Given exercise - Transcribe every line of the records below without any changes. Leave the pictures out of your answer.

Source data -
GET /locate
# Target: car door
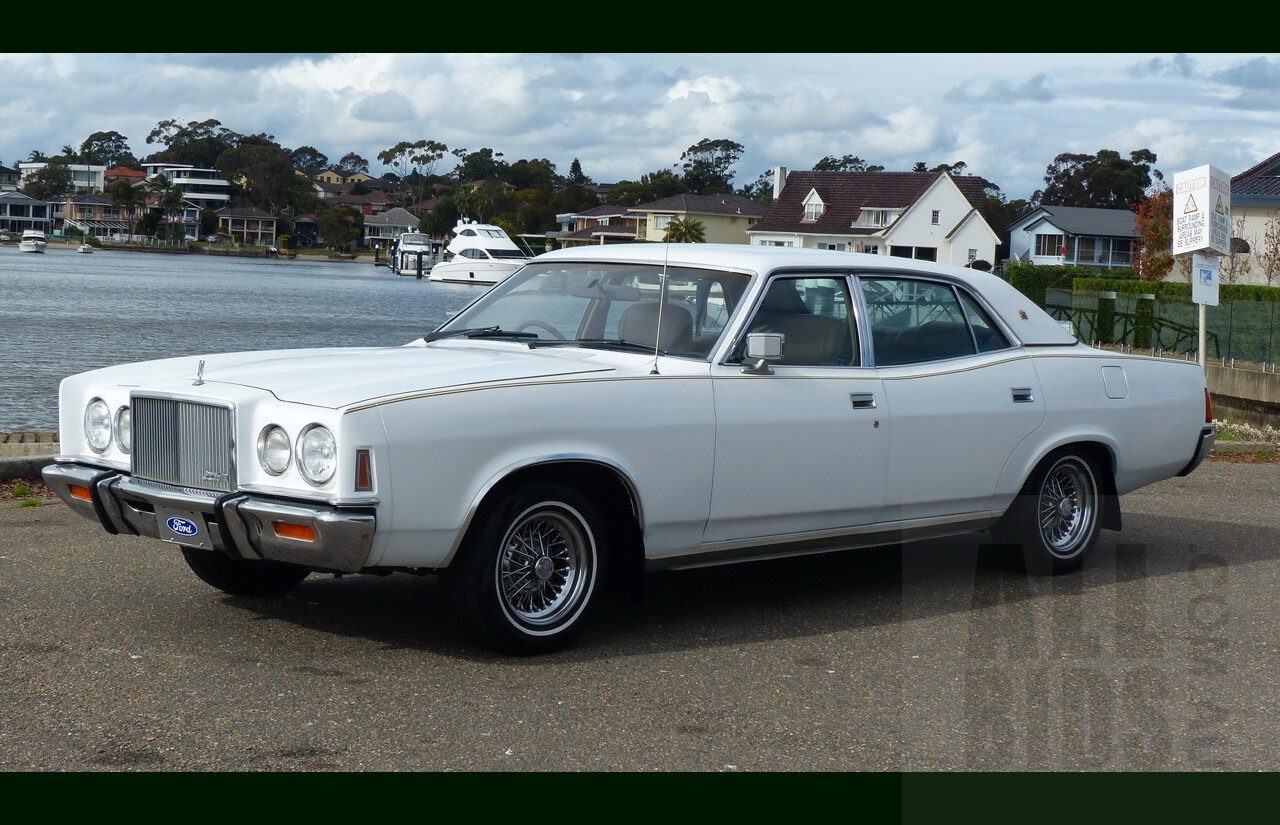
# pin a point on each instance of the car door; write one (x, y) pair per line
(800, 445)
(960, 393)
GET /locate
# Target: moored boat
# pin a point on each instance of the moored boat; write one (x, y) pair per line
(479, 253)
(32, 241)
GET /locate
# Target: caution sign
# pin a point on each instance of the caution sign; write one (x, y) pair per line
(1202, 211)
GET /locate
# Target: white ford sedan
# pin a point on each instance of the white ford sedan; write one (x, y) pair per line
(635, 407)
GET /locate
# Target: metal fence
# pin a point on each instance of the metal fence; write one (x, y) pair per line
(1234, 330)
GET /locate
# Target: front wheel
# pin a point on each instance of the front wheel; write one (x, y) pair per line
(240, 577)
(1055, 521)
(528, 573)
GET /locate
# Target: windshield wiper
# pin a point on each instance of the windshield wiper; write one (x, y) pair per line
(607, 343)
(479, 331)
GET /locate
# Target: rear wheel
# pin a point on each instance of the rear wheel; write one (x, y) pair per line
(240, 577)
(1055, 521)
(529, 571)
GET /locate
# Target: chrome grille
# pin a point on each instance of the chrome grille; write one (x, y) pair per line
(183, 443)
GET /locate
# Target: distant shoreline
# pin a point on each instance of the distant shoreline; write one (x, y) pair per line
(222, 251)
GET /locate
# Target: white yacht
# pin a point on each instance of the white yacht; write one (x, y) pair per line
(32, 241)
(479, 253)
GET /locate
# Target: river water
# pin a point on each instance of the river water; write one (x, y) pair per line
(63, 312)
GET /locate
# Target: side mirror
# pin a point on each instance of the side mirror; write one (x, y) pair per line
(763, 347)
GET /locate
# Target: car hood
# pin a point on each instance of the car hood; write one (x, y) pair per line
(338, 377)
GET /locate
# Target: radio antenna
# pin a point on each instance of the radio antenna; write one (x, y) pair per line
(662, 303)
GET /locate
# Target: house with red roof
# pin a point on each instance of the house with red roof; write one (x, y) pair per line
(923, 215)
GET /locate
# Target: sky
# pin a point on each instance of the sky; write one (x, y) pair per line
(624, 115)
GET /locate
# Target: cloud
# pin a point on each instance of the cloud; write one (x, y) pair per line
(384, 108)
(1001, 91)
(1179, 65)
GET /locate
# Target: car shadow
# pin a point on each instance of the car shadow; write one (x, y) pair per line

Result for this exercise -
GET /locate
# Target: car door
# pin a point on each instance of the car door; write one (x, y) pair per line
(800, 445)
(960, 393)
GET /locate
# Target: moored boat
# pin a point on each instance of the moored boat; write one (x, y) pair per line
(479, 253)
(32, 241)
GET /locate
# Target: caution sign
# pin a point on each instance of the caution sign; write one (x, y) pair per line
(1202, 211)
GET /locate
# Target: white ford sedan
# pin a point on each instance of the white ford sedan; write one (x, y) pair per line
(635, 407)
GET /locate
# Target: metal fence
# pin a point on each instance of the metal fence; write one (x, y) pair per line
(1234, 330)
GET /locate
# Target: front wheel
# pin a point on each instance of the front wheel; write one (x, y) pair per line
(240, 577)
(1055, 521)
(528, 573)
GET /locate
# Target: windshield wiper
# pin a point on each instance of the windshield wiper; write one (x, y) pair per line
(607, 343)
(479, 331)
GET /locate
# Target: rear wheel
# pin a point on each instance of the rear wheel; write one (x, y) pair per line
(240, 577)
(1055, 521)
(529, 571)
GET /locate
# Target: chrome grille
# pin a point on each instance of the chrome grille; write one (x, y) pair per line
(183, 443)
GET /locate
# Target: distant shoreline
# pin a point on each instance of the distant shoreline; write one (x, y) pair per line
(222, 251)
GET /locate
# Target: white yacht
# pin a point on each instance of the white yacht; write one (x, y) pair per line
(32, 241)
(479, 253)
GET /locate
# Target: river water
# pin a point on each instance of the river water; write one (x, y) pair per line
(63, 312)
GET /locate
# Target: side mirror
# pin a point on each instance of the side mirror; write one (x, y) pair per line
(763, 347)
GET /locate
# Target: car hood
# pin a point on each instance of the car hood; write one (x, y) pair per line
(338, 377)
GET /locate
# Target: radio antenna
# pin a point on each instance of the radio antenna; write one (x, y) pair per line
(662, 303)
GET /locate
# Target: house with red roof
# pin a point on each instance of the house with red roof; write one (x, y) pair per line
(923, 215)
GET /locate
# Target: sky
# pin a point on each instance of the sky; write one (x, y) pair per line
(624, 115)
GET /locate
# Target: cloud
# pin a point on each instance of the cloud; write one (x, y) pair per line
(384, 108)
(1001, 91)
(1179, 65)
GET /locate
# Target: car shadow
# pin a point on each instance of the car shadow; write one (x, y) pair per line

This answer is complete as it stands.